| Recorded information |
┄┄┄┄┄┄┄┄┄┄

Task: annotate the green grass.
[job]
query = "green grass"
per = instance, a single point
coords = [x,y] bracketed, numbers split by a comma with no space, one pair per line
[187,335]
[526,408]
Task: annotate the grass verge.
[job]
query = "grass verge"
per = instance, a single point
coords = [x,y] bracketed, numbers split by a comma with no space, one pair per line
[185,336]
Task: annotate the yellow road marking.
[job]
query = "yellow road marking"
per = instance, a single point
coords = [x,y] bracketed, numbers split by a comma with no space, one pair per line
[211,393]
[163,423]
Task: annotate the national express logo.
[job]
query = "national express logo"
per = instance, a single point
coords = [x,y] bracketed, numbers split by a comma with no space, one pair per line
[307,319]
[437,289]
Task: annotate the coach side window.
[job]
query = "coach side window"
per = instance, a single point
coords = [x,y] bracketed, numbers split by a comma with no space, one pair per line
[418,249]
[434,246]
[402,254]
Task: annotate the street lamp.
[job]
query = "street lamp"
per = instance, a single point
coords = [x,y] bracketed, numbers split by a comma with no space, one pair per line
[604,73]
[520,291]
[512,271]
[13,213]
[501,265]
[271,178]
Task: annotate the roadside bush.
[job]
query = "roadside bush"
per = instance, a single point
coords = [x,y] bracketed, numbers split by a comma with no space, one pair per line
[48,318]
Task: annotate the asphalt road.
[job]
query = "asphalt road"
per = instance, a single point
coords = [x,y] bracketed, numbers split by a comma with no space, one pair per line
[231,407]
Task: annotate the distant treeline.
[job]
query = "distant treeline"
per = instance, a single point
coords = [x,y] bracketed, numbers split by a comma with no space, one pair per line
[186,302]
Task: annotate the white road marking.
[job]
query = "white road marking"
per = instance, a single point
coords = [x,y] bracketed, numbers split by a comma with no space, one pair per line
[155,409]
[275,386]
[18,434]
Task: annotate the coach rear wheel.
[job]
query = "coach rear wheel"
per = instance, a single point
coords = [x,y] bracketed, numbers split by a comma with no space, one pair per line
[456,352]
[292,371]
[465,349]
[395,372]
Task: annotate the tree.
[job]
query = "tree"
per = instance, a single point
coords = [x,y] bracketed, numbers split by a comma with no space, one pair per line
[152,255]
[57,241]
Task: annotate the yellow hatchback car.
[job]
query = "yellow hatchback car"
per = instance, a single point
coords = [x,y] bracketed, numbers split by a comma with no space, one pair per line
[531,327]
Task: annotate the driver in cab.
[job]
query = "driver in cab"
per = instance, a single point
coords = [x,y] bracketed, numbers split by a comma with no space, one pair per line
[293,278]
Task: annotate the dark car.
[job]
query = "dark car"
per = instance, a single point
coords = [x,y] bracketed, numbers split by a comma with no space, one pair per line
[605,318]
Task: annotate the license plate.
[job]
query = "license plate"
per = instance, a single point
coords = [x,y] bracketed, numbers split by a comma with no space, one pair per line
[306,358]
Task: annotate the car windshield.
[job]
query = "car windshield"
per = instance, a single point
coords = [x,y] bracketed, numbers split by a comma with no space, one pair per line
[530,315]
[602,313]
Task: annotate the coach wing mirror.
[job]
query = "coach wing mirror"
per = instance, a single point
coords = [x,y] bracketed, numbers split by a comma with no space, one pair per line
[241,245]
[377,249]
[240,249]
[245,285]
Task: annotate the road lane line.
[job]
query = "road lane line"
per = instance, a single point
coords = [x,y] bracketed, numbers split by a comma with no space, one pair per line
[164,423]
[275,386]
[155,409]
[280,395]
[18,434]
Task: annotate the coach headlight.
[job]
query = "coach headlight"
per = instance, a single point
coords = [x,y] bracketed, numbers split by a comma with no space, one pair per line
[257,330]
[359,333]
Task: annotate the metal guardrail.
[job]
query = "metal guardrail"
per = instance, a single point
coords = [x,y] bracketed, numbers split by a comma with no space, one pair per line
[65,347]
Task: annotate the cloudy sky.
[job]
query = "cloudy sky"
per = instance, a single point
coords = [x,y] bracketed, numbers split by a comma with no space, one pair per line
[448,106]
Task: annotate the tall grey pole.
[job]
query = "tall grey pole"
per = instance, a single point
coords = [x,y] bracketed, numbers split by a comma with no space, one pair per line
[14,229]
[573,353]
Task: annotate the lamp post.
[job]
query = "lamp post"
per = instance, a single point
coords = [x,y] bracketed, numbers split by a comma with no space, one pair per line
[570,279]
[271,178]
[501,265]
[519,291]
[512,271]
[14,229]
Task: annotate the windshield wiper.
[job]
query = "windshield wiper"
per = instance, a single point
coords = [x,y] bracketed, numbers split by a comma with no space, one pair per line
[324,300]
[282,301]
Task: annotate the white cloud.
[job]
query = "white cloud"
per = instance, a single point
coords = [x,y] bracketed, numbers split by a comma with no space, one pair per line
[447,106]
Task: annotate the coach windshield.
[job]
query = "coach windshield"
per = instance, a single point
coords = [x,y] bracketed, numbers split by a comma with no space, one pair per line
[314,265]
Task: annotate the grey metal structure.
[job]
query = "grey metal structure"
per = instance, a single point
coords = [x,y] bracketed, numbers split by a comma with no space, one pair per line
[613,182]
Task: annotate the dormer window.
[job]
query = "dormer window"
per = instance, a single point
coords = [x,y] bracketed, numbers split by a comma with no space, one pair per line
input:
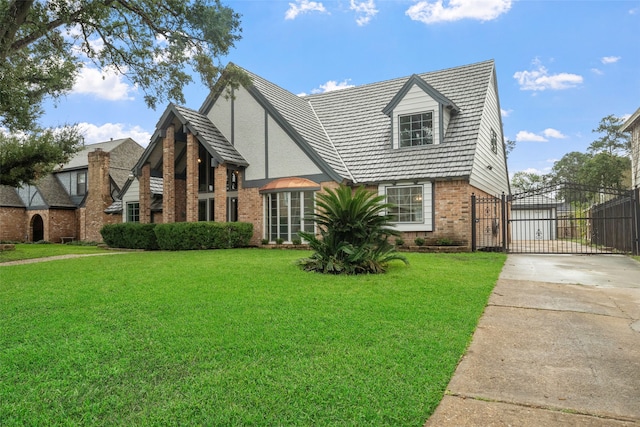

┄┄┄┄┄┄┄┄┄┄

| Exercise brief |
Could you write the entries out again exactly, without their pictures?

| The answer |
Task: annotate the green grass.
[job]
query = "green grass"
per = instance, a single point
coords = [x,y] bracketed, numbers split by a comma with no space, one pair per line
[187,335]
[526,408]
Task: annotate the grass verge.
[job]
query = "grass verge"
per = instance, a single point
coords = [x,y] bracketed, numbers split by a comma with no space, one pair per line
[185,336]
Task: annotate the yellow road marking.
[job]
query = "yellow road marking"
per = instance, a single point
coords = [x,y] bracketed, numbers split by a comma with no space, one pair per line
[211,393]
[163,423]
Task: annotate the national express logo.
[job]
query = "national express logo"
per = instance, a single point
coords = [x,y] bracketed, numbers split by a comma with no space, one pair per line
[307,319]
[437,289]
Task: annotate the coach side window.
[job]
query = "coach side window"
per = instance, a single point
coords = [x,y] bracketed, numbers split by a comma with no space, one pair per line
[418,249]
[434,246]
[402,254]
Task: annotate the street lamp.
[job]
query = "street lamp"
per = instance, a single point
coords = [x,y] bracketed, numbers split by a comma with no space, one pair per line
[604,73]
[520,291]
[512,271]
[13,213]
[501,265]
[271,178]
Task: annotate the roadside bush.
[job]
query = "roadside bush"
per = instance, a single point
coords = [x,y] bracketed, numbers split by a comma with no space, one pair per line
[48,318]
Task: annotate the asphalt road.
[job]
query = "asphalt road"
per = instance, a single point
coords = [x,y] bracketed, numbers split by a comma with no space, one pair per line
[231,407]
Task: annotate the distant treeline.
[job]
query = "distant treeline"
per = instance, a single point
coords = [x,y] bracketed, numbers split by a comma with no space, one pair per line
[186,302]
Task: annotate the white road marking.
[job]
query = "white road marking"
per = instance, a single point
coords = [x,y] bracketed, numbers split by a comma with no space, one pair per line
[155,409]
[275,386]
[18,434]
Task: annotate the coach rear wheel.
[job]
query = "coach rear wheel"
per = instance, a single point
coords = [x,y] bracketed, numbers split by a comma with no space, one pair per line
[456,352]
[292,371]
[465,349]
[395,372]
Task: annotate the tree.
[job]
query = "tree"
per = instance, a single point
coords = [x,y] bracketed, numbers split by a comma with no space, one pair per line
[152,255]
[57,241]
Task: annotate the yellow hatchback car.
[job]
query = "yellow hatchback car"
per = instance, a single point
coords = [x,y] bracketed, numbers split by a comma with no space, one pair per line
[531,327]
Task: annotate the driver in cab.
[job]
query = "driver in cab"
per = instance, a single point
coords = [x,y] bracketed, numbers split by a comma with no space, one pair per line
[293,278]
Task: annotate the dark car.
[job]
query = "dark car"
per = instance, a single point
coords = [x,y] bracketed, numbers split by a comma with no space, one pair per line
[605,318]
Task: annotate the license plate.
[job]
query = "license plate"
per = instance, a single point
coords = [x,y] bracketed, numbers split by a comma with no space, one pair per line
[306,358]
Task: annotate the car windshield.
[job]
query = "car windshield"
per = instance, a single point
coords = [x,y] bracketed, numbers split by a comma with no space, one pair per line
[530,315]
[602,313]
Task: annotate the coach wing mirror.
[job]
query = "coach wing mirror"
per = instance, a single point
coords = [x,y] bracketed, numbers split by a comma with no space, one pair per line
[241,245]
[377,249]
[240,249]
[245,285]
Task: annotate the road lane line.
[job]
query = "road lane line"
per = instance, a single point
coords = [x,y] bracketed, numbers split by a comma with no space, one pair per line
[164,423]
[275,386]
[155,409]
[280,395]
[18,434]
Task: annotate the coach headlight.
[job]
query = "coach headlight"
per = instance, a single point
coords = [x,y] bracketed, numbers split by a comma with no space, one pair per line
[257,330]
[359,333]
Task: annotate the metal guardrail.
[job]
query = "metal guardrail"
per = instance, a single point
coords = [x,y] bracketed, numbers split by a comma with no space, one pair per line
[65,347]
Task: annotate the cloudy sky.
[job]
query = "cloudy sky"
per = instance, a single point
coords = [x,y] bracketed, numbers split by a comma with no space, one pair per line
[448,106]
Task: annotate the tall grey pole.
[job]
query = "tall grey pole"
per = instance, a single point
coords = [x,y] bracketed, numbers split by a comma with no space, one pair per line
[14,229]
[573,353]
Task: annotate the lamp post.
[job]
query = "lamp post"
per = instance, a single point
coords = [x,y] bracketed, numbers split by a comma with no space, one pair per line
[570,279]
[271,178]
[501,265]
[519,291]
[512,271]
[14,229]
Task: annotate the windshield wiper.
[job]
query = "windshield wiper"
per = instance, a single point
coords = [x,y] bracketed, numbers split by a comma with no space, one pair per line
[324,300]
[282,301]
Task: annotate the white cloud.
[job]
query = "white cloud"
per = instance, a single point
coords = [x,y] bracketed, numbers split by a comma with no space, one pair per line
[447,106]
Task: annotate the coach windshield.
[job]
query = "coach windshield"
per = instance, a single point
coords = [x,y] bracketed, numbers split by a comma with no space, one pair per line
[314,265]
Task: annotate the grey metal structure.
[job]
query = "grey metal structure"
per = instance, a single point
coords = [x,y] bracketed, numbers split by a comma with no space, one pair per line
[613,182]
Task: annotate the dormer window.
[job]
query = "dormer window"
per = instance, a single point
coords = [x,y] bracketed, numbers split by a comma with no space, one pair per line
input:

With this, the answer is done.